-- start TEXT EXTRACT --
#Custom model for stock prices

133 messages · Page 1 of 1 (latest)

daring robin
#

Predicts a huge drop in price after the last known datapoint
(Green is real price, blue is predicted price)

daring robin
#

Sharp change in price, after which it just continues as if nothing has happened
The model makes all the predictions for the following days once, without knowing what its prediction for other days is.

#

(Same problem happens with both Transformer and LSTM architectures)

#

===

Training and validation data split seems correct:
Green is training data, blue is evaluation input, red is expected eval output (real price)

daring robin
#

Please ping me if you might know a possible reason to this issue

paper solstice
daring robin
#

Transformer model was Encoder-only, now I changed it to be Decoder-only with causal mask and RoPE.
-- end TEXT EXTRACT --
-- start DATA SEGMENT --
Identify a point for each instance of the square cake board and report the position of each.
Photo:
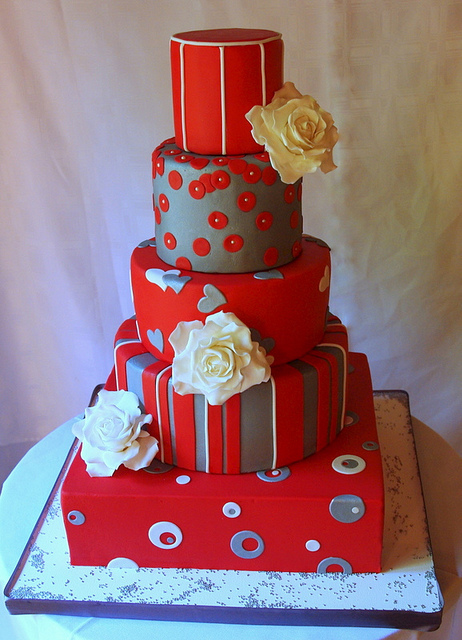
-- end DATA SEGMENT --
## COMPLETE THE FOLLOWING
A. According to the stock price model thread, which two architectures show the same problem?
B. Proceed with the stock price model thread from its final message.

## RESULTS OF THE TASKS
A. Transformer and LSTM.

B.
#

Same issue persists even with LSTM implementation

#

(I already work on this issue for a couple of days now, and each day I update mine csv dataset files, so the last known data point also moves. So it's not like on that date there was some huge unseen spike in the input data)

paper solstice
#

And how do your training graphs look?

#

And also I don't think that the decoder-only model with causal masks makes sense for predicting in chunks.
You are basically predicting timesteps that are 30 days away all the time

gusty hazel
#

@daring robin And on how many examples did u train it on?

daring robin
daring robin
daring robin
paper solstice
daring robin
#

This is supposed to be validation prediction

paper solstice
# daring robin So what could be a good choice in this situation?

I'm not sure what's best.
But I think you should do full self-attention, if you are predicting whole 30 day blocks at a time.
When you use causal mask, it hides embeddings, that are in the future for each token.
Normally, you would use it to predict the direct next output.
input1 sees [input1] and predicts input2
input2 sees [input1, input2] and predicts input3
...

But in you case
input1 sees [input1] and predicts input31
input2 sees [input1, input2] and predicts input32
...

paper solstice
daring robin
#

It seems like the validation data might leak into training or something, because the validation predictions are too good...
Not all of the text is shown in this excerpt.